### EXERCISE
Please retype all the data below exactly, line for line.

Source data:
____

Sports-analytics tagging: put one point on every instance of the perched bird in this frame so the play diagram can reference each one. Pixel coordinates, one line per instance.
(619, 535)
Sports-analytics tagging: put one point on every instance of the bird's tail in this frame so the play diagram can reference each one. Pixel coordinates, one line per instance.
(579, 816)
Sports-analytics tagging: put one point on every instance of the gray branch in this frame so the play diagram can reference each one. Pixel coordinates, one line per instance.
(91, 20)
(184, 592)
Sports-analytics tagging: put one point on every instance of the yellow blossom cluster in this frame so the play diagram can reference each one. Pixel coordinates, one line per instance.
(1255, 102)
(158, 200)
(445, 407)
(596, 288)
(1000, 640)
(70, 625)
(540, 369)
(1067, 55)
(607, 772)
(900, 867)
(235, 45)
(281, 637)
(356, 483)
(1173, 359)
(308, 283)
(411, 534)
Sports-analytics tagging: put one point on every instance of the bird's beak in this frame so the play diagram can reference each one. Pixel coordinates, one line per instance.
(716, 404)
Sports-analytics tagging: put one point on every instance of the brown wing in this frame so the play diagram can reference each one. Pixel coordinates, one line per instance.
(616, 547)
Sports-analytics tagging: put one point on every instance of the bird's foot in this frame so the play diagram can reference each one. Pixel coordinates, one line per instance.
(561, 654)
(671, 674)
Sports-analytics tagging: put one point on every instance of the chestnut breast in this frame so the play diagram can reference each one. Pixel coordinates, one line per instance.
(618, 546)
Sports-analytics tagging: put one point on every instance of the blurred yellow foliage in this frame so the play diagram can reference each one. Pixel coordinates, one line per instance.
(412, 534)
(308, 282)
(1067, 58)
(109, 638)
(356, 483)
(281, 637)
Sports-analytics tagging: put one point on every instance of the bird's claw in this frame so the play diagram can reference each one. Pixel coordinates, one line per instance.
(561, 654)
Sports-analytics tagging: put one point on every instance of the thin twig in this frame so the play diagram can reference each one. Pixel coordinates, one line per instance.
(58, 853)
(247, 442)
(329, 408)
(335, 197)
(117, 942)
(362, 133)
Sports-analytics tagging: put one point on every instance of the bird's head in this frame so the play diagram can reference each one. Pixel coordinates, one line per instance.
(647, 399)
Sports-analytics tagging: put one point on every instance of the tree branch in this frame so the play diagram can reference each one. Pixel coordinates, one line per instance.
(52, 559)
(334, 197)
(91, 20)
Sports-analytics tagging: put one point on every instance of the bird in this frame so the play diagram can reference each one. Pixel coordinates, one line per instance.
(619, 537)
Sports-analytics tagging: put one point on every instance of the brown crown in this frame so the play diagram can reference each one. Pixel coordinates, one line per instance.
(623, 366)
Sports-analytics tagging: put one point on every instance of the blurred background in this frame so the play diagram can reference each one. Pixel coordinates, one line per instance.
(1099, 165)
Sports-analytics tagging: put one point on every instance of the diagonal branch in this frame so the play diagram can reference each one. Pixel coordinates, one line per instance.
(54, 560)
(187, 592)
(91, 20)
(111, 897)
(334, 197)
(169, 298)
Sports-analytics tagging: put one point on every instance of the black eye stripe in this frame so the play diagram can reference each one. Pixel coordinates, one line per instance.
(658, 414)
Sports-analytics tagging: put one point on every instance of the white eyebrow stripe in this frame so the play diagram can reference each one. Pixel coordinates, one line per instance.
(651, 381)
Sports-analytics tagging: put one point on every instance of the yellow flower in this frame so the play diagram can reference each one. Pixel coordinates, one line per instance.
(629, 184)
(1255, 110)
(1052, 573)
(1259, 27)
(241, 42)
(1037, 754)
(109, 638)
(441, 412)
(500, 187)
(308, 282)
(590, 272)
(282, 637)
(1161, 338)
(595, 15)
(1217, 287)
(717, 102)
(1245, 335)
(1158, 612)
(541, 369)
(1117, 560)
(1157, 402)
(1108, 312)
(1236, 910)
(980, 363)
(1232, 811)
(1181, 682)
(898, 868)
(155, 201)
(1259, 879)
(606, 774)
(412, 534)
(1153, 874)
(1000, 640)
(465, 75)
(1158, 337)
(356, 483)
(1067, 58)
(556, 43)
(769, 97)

____

### EXERCISE RESULT
Sports-analytics tagging: put one point on every instance of the perched bird in this frame so the play diagram can reference each one. Pixel coordinates, one line per instance.
(619, 535)
Sports-analytics tagging: put one point on every instance of the bird's tail in this frame so the play diagram can reference each one. Pixel coordinates, one line per instance.
(579, 816)
Sports-analytics tagging: put one point on every instance of the gray branch in this frame so the play diagram can reference each one. Pixel coordinates, one line per instance.
(91, 20)
(184, 592)
Sports-analytics tagging: put one point on every instance of the yellow blossom cluster in this frame so the play diagram can reference each one. Pixel coordinates, one line per instance.
(1255, 102)
(158, 200)
(445, 407)
(596, 288)
(1000, 640)
(70, 625)
(540, 369)
(1067, 55)
(607, 772)
(900, 867)
(235, 45)
(281, 637)
(356, 483)
(1173, 359)
(308, 283)
(411, 534)
Sports-analytics tagging: put one point on every instance of the bird's beak in this frame so the play diagram can reference each one. Pixel coordinates, one line per instance.
(716, 404)
Sports-analytics tagging: put one point on every instance of the brown wing in this frame so the play diagram can reference each one. Pixel coordinates, one line per instance.
(616, 547)
Sports-analytics tagging: put one point on every instance of the bird's foot in this frame so the play diagram can reference each one. Pixel coordinates, one line per instance.
(561, 654)
(671, 674)
Sports-analytics tagging: put one point on every instance of the chestnut breast in this frame so the play diagram can reference each one. Pixel coordinates, one line per instance.
(618, 546)
Sports-analytics tagging: put one point on every instance of the blurred yellow foliage in this frame so the play diagram can reference each one. Pixel coordinates, one line per instance.
(412, 534)
(308, 282)
(1067, 58)
(109, 638)
(356, 483)
(281, 637)
Sports-analytics tagging: put one point on every instance of the bird's claw in this frame so the play diagram can reference each one. Pixel coordinates, one line per instance.
(561, 654)
Sports-analytics tagging: put one point on every instance of the thin twig in this frame so the play diagram can reference each one. Pixel coordinates, one line per instance.
(58, 853)
(247, 442)
(329, 408)
(335, 197)
(117, 942)
(362, 133)
Sports-analytics tagging: put one point on every instance of the bird's head in this frame so the play diagram can reference each one. Pixel coordinates, one line per instance.
(647, 399)
Sports-analytics tagging: put one point on every instance of the tree branch in this frame so the play diagram can reference each one. Pixel coordinates, one line per instance.
(52, 559)
(334, 197)
(91, 20)
Sports-analytics tagging: put one point on every instance of the bird in this frame so the play diagram can reference each one. Pixel coordinates, one line per instance.
(619, 537)
Sports-analytics tagging: put one point on every instance of the brown crown in this frame so the play diagram can reference each one. Pixel coordinates, one line per instance.
(623, 366)
Sports-analytics tagging: put one point on every instance of the blurred background in this frame so the play diagram can reference each one. Pixel coordinates, one line per instance.
(1099, 165)
Sports-analytics tagging: put one point on every instance of the diagonal branch in this frame so the play diagram can reference each one. Pixel coordinates, one line per instance.
(54, 560)
(187, 592)
(91, 20)
(111, 897)
(334, 197)
(169, 298)
Sports-analytics tagging: put one point on every instance of the black eye stripe in this frame so the play diagram can reference each one. Pixel coordinates, one line per instance.
(658, 414)
Sports-analytics tagging: put one point on every instance of the white eyebrow stripe in this frame so the play diagram can reference each one. Pixel coordinates, one line per instance.
(651, 381)
Sports-analytics tagging: put one point on every instance of the yellow flower in this frame so the play diagram can reference each one. Pixel coordinates, one line per instance.
(629, 184)
(1255, 110)
(1052, 573)
(1259, 27)
(241, 42)
(1037, 754)
(109, 638)
(441, 412)
(500, 187)
(308, 282)
(590, 272)
(282, 637)
(1161, 338)
(595, 15)
(1217, 287)
(717, 102)
(1245, 335)
(1158, 612)
(541, 369)
(1117, 560)
(1157, 402)
(1108, 312)
(1236, 910)
(980, 363)
(1232, 811)
(1181, 682)
(898, 868)
(155, 201)
(1259, 879)
(606, 774)
(412, 534)
(1153, 874)
(1000, 640)
(465, 75)
(1158, 337)
(356, 483)
(1067, 58)
(556, 43)
(769, 97)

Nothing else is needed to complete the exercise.